- **GIVEN REQUEST**
Starting at the line that contains "Indicate the biblioteka", copy each line through the end of the listing below. Include both ends and output nothing more.

=======

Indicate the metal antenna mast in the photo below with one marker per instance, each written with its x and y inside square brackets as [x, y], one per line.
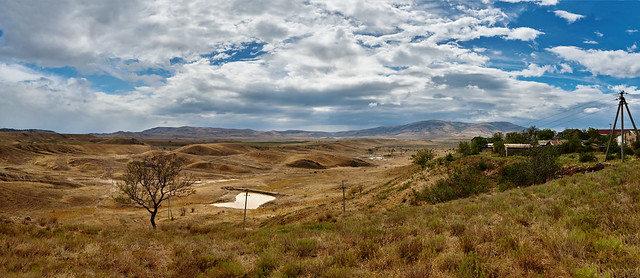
[620, 111]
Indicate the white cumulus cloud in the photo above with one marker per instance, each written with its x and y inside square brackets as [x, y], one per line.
[569, 17]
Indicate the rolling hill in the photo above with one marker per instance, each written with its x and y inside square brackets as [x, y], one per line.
[424, 129]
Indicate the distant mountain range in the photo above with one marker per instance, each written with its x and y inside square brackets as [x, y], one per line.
[26, 130]
[424, 129]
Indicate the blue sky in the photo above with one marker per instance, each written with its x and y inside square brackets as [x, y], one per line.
[315, 65]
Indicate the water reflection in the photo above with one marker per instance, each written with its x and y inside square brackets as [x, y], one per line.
[254, 200]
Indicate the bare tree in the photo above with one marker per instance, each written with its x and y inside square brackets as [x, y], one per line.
[149, 182]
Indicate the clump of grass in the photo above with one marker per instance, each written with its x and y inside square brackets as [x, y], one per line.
[303, 247]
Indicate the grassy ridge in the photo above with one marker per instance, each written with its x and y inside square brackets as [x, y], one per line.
[587, 225]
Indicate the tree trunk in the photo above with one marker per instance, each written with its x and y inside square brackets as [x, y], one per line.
[153, 218]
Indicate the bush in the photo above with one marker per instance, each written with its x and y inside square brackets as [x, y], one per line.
[587, 157]
[464, 148]
[544, 163]
[461, 184]
[422, 157]
[498, 147]
[541, 165]
[517, 174]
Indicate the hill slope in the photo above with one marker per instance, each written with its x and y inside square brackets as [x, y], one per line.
[423, 129]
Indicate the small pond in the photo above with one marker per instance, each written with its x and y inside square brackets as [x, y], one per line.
[254, 200]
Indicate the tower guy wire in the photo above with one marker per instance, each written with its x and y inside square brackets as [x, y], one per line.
[620, 112]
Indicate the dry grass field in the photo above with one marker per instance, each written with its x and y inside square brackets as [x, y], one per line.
[58, 218]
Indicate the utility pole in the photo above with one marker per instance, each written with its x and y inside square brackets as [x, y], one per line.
[169, 207]
[344, 202]
[244, 220]
[620, 112]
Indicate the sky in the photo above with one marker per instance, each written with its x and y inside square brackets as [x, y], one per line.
[103, 66]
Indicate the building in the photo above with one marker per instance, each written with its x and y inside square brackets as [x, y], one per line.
[629, 138]
[629, 135]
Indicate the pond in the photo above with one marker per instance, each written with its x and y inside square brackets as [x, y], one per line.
[254, 200]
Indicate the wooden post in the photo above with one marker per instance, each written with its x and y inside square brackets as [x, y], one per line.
[344, 204]
[622, 127]
[244, 221]
[169, 208]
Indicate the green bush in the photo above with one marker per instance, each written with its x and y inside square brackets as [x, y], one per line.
[498, 147]
[541, 165]
[464, 148]
[461, 183]
[516, 174]
[544, 163]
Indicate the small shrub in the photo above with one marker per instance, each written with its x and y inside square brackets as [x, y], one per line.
[471, 266]
[587, 157]
[304, 247]
[293, 269]
[464, 148]
[345, 259]
[268, 262]
[461, 184]
[410, 249]
[516, 174]
[367, 249]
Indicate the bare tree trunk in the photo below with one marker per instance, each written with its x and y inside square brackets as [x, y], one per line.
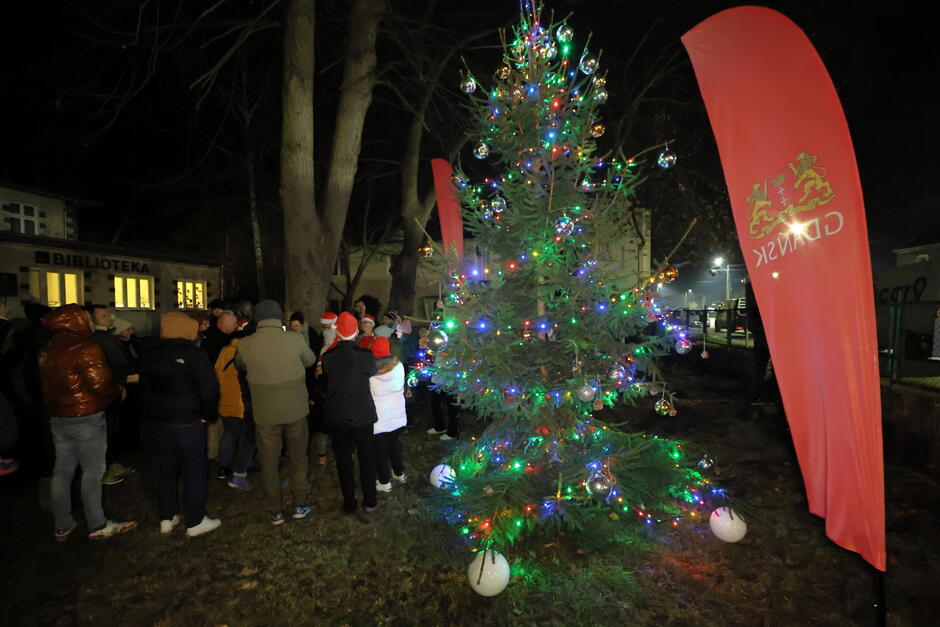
[356, 96]
[301, 233]
[253, 215]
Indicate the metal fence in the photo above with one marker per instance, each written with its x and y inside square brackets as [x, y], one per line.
[908, 337]
[726, 327]
[909, 342]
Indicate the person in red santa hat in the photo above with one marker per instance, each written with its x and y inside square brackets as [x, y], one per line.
[350, 413]
[319, 435]
[367, 331]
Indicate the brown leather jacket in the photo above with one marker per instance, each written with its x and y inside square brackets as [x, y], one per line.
[76, 379]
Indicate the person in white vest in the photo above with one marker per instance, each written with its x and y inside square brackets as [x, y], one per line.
[388, 394]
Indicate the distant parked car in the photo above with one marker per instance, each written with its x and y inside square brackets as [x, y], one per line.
[733, 313]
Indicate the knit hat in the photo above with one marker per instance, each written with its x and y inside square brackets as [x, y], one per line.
[175, 325]
[267, 310]
[121, 325]
[346, 326]
[380, 347]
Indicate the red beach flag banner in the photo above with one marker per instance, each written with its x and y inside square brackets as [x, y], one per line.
[448, 207]
[797, 201]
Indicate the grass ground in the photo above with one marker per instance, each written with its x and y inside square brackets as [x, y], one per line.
[405, 566]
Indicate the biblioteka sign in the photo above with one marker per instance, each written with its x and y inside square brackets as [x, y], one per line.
[89, 262]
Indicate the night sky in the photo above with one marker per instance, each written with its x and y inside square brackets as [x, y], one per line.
[146, 155]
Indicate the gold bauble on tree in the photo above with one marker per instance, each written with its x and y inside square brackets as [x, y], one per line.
[668, 274]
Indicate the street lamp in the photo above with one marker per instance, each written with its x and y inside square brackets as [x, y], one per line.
[720, 261]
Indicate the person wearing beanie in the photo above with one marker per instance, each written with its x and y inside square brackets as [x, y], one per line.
[350, 413]
[181, 392]
[116, 357]
[328, 323]
[388, 394]
[237, 442]
[275, 362]
[216, 307]
[367, 329]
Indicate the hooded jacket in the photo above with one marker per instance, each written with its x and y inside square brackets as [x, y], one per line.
[176, 378]
[275, 363]
[76, 379]
[388, 394]
[348, 395]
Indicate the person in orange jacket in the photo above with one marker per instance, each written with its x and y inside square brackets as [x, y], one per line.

=======

- **FINAL RESULT**
Indicate the biblioteka sign in the photo above with one marker per instance, each written with its x and y inside square brackets as [x, y], one per line.
[89, 262]
Indicate the night sky in the photo above with one marker per instance, each written with its x and y inside square brackets as [x, y], one per line.
[146, 155]
Indicate the gold bauble on tree in the photo above with one marker per instance, each written with its x and y inside square brackets as [x, y], one per line.
[668, 274]
Indicate the street lamp in the photo above with one marker per instance, each written with its x and y inside square brackets as [x, y], one per line.
[720, 261]
Indicate the person wearing beanie in the photo above with one marker per instance, each written with its x and y inside square brackets as [x, y], one per line.
[350, 413]
[181, 392]
[116, 357]
[328, 323]
[388, 394]
[237, 442]
[275, 362]
[216, 307]
[367, 329]
Indicate the hooded jacket in the photo above with one marker per instance, each written with its x and y inside square brackets as [x, y], one per line.
[176, 378]
[275, 363]
[76, 379]
[388, 394]
[348, 395]
Indicate the person in orange jacket in the photo above with one marker per instance, each written with its x and y inside square brackets as [x, y], one per line.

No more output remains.